Great. So Larry, you know, has as most engineers, a whole bunch of extremely demanding, demanding engineers that, you know, want things to go fast, they want to access the tools as quickly as possible.
They hate things like VPS that add friction to access like repositories or the wiki or like, you know, Git or anything like that.
So, Larry, tell us a little bit about the story of how this whole started and, you know, what we're trying to do and how we started to use Access and Argo Tunnel to solve some of those problems.
Absolutely. So, yeah, before I was the engineering manager for the DevTools team, I was an engineer on the team, or what would later.
So you know about the demands, right? Yeah.
So, yeah, a lot of this came from just wanting to try out our own products and to help the rest of the company have easier access to our products.
So I started a little over three years ago and this push to get away from the VPN start was there from the beginning for me.
I remember in my orientation class, we were all sitting there in the classroom in the basement of our San Francisco office in the club level and we're all trying to connect to the VPN so we could get on the wiki and see what's in there.
And we were running into the limit of the seat licenses that like user accounts for the VPN.
So they were telling people, okay, if you're not using it right now, go log off so that the new hires can get in and get to stuff.
So, yeah, we felt the pain right away. Aside from that, like I think Sam mentioned, not being able to, for example, use the wiki or Jira if you're on mobile, like on your way home or something, like check on a ticket or a wiki page was kind of painful for a lot of people.
Yeah. So I think it was about a year after I started, there was this push to like, we got to get everything behind access, including, we started with the wiki and Jira for the stuff that our team was responsible for.
And it was interesting.
It was like, okay, we got to figure out how to orange cloud the domains, the host names that wiki and Jira are on.
Larry, for people that may not know what orange cloud means, what does that mean?
It means we put it behind our orange cloud, behind Cloudflare.
So rather than serving the traffic directly from our data center through the VPN, we put it behind Cloudflare's edge network so that it gets served that way.
So we had to work with the SRE teams, the people who had access to the dashboard account, the Cloudflare dashboard account that had these host names in it so we could control that, had to figure out how to get it on the, get the servers and everything configured.
And it was an interesting process and it, the access part of it, I think went pretty smoothly.
It was like figuring out how to work with our config management system and get things on there.
But once it was done, the response from users within the company, not just engineers, but people that use the wiki and Jira for anything else within the company was really neat.
It was, they really appreciated not having to use the VPN.

* [Data records]
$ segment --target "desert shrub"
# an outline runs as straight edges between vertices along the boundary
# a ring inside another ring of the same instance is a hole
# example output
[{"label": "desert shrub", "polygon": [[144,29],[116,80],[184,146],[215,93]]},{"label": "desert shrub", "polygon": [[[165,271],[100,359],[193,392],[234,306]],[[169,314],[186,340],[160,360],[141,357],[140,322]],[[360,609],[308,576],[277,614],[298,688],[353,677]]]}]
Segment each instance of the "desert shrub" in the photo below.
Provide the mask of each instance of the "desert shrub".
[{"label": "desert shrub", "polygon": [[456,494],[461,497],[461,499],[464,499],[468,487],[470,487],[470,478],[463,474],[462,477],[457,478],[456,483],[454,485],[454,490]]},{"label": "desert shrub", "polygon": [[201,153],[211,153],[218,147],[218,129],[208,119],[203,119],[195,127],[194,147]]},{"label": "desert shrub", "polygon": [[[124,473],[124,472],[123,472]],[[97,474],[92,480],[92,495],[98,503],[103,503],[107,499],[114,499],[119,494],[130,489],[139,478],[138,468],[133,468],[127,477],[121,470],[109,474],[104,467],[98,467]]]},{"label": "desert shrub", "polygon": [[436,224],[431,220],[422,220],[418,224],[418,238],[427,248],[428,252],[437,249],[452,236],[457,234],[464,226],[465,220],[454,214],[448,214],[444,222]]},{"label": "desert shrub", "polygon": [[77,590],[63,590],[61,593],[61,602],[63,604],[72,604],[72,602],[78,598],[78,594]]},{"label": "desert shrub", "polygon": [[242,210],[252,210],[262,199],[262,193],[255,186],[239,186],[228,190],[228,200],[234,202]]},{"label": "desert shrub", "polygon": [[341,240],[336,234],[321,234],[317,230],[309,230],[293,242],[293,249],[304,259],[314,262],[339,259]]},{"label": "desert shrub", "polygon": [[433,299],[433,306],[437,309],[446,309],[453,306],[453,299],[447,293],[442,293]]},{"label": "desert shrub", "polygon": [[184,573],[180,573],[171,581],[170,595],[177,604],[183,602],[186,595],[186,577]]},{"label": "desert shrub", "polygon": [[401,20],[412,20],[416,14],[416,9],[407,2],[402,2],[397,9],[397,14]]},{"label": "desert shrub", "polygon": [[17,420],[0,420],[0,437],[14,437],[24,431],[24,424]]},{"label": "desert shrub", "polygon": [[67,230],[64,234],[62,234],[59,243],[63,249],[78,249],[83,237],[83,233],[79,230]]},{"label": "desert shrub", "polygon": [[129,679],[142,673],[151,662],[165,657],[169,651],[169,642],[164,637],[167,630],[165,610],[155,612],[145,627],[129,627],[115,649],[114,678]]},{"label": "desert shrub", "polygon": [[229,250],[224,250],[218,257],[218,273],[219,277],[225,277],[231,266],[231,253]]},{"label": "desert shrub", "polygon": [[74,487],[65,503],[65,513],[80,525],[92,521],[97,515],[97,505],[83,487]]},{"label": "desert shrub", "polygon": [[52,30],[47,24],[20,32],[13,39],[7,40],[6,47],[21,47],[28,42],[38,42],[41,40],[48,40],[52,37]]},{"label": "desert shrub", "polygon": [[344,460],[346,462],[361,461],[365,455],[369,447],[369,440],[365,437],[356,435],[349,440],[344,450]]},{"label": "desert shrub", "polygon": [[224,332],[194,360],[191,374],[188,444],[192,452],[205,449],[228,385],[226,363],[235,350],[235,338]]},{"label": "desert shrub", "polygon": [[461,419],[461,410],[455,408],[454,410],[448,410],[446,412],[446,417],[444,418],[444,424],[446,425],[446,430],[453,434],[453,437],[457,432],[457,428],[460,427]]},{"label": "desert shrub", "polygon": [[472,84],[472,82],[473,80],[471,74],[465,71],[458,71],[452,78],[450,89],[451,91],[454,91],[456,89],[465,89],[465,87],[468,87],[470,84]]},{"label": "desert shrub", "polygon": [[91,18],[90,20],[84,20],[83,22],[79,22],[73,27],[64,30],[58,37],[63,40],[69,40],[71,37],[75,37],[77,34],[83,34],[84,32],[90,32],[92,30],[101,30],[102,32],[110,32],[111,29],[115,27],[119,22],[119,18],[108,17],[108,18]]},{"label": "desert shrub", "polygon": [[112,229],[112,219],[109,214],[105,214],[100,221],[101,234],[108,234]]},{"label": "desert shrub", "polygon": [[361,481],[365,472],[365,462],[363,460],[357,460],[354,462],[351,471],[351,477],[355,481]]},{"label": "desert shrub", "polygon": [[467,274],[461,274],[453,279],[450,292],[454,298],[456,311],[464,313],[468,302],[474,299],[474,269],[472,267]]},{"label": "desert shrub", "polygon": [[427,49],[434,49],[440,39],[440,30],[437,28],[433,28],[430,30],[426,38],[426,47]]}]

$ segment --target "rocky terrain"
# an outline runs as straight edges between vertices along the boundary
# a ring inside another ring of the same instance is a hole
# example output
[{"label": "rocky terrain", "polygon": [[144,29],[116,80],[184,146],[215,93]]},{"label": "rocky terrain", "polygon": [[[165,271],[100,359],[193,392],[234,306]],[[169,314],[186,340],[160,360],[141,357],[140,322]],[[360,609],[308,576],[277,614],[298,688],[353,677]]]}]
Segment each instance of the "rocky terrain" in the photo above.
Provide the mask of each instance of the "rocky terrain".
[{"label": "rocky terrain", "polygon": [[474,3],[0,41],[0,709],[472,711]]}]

* [Problems to work on]
a. Extract from the transcript on replacing the VPN the passage starting at "So, yeah, we" and ending at "does that mean?".
b. Answer these questions using the transcript on replacing the VPN:
(i) Where were the new hires sitting during the orientation class?
(ii) Which two tools did the team begin with when putting things behind Access?
(iii) According to the speaker, what does it mean to "orange cloud" a host name?
c. Carry on the transcript on replacing the VPN from its last line.

* [Responses per task]
a.
So, yeah, we felt the pain right away. Aside from that, like I think Sam mentioned, not being able to, for example, use the wiki or Jira if you're on mobile, like on your way home or something, like check on a ticket or a wiki page was kind of painful for a lot of people.
Yeah. So I think it was about a year after I started, there was this push to like, we got to get everything behind access, including, we started with the wiki and Jira for the stuff that our team was responsible for.
And it was interesting.
It was like, okay, we got to figure out how to orange cloud the domains, the host names that wiki and Jira are on.
Larry, for people that may not know what orange cloud means, what does that mean?

b.
(i) In a classroom in the basement of the San Francisco office, on the club level.
(ii) The wiki and Jira.
(iii) Putting it behind Cloudflare, so its traffic is served through Cloudflare's edge network rather than directly from the data center through the VPN.

c.
So like, it's possible to install the VPN client on your phone and log in and go through the two factor dance on the phone to get in there.
But it's clunky. I don't know of anybody else besides me that's gone to that trouble.
So like being able to like comment on Jira on your commute home or something was...
And I also assume, Larry, that, you know, for instance, even in onboarding that we used to do locally in San Francisco, you know, the VPN concentrator is very close to us, but, you know, most of your customers, you know, all those like development managers and engineers are all over the world.
So that connecting, you know, from Lisbon or Singapore or whatever, all the way to San Francisco for VPN was less than ideal, right?
Yeah. Yeah. And there are VPN servers in other locations to make it a little easier, but still it does slow things down.
And we like troubleshooted VPN issues.
And usually the response is, why don't you just use the edge instead? It's much faster, which worked out great for a lot of the tools that we use.
We did run into a few, and I think this is the great part about dog booting.
We found some rough spots and were able to work with the access team to get those improved.
And some of them were things they had already identified as things that were in progress, so we got to test them out beforehand.
So, for example, we have services inside our data center that need to talk to JIRA and Wiki and Confluence through those REST APIs.
And at first, there was no easy way to allow those services to talk to the API without hitting an access and being blocked by that access doing its job, basically.
So, we set up bypass addresses, we call them. Separate host names, so that like, okay, here's an address you connect to if you're going to use the API from within a certain range of IP addresses.
And then after that happened, since then, they've added a bypass policy feature within access.
So, you can say, if it's coming from these IP addresses, bypass access.
You don't run into that.
And then there's also service tokens that have been added since then as well.
So, you can give your service account its own token and it can connect through access if you're able to rewrite the code or adapt the code to connect with a special header or something.
So, that's one example. I guess the other one was when we first put JIRA and Confluence behind access, you would log in through access through your identity provider, and then you'd get presented with the Atlassian login page as well.
That's no fun. I have to log in twice just to get to the wiki.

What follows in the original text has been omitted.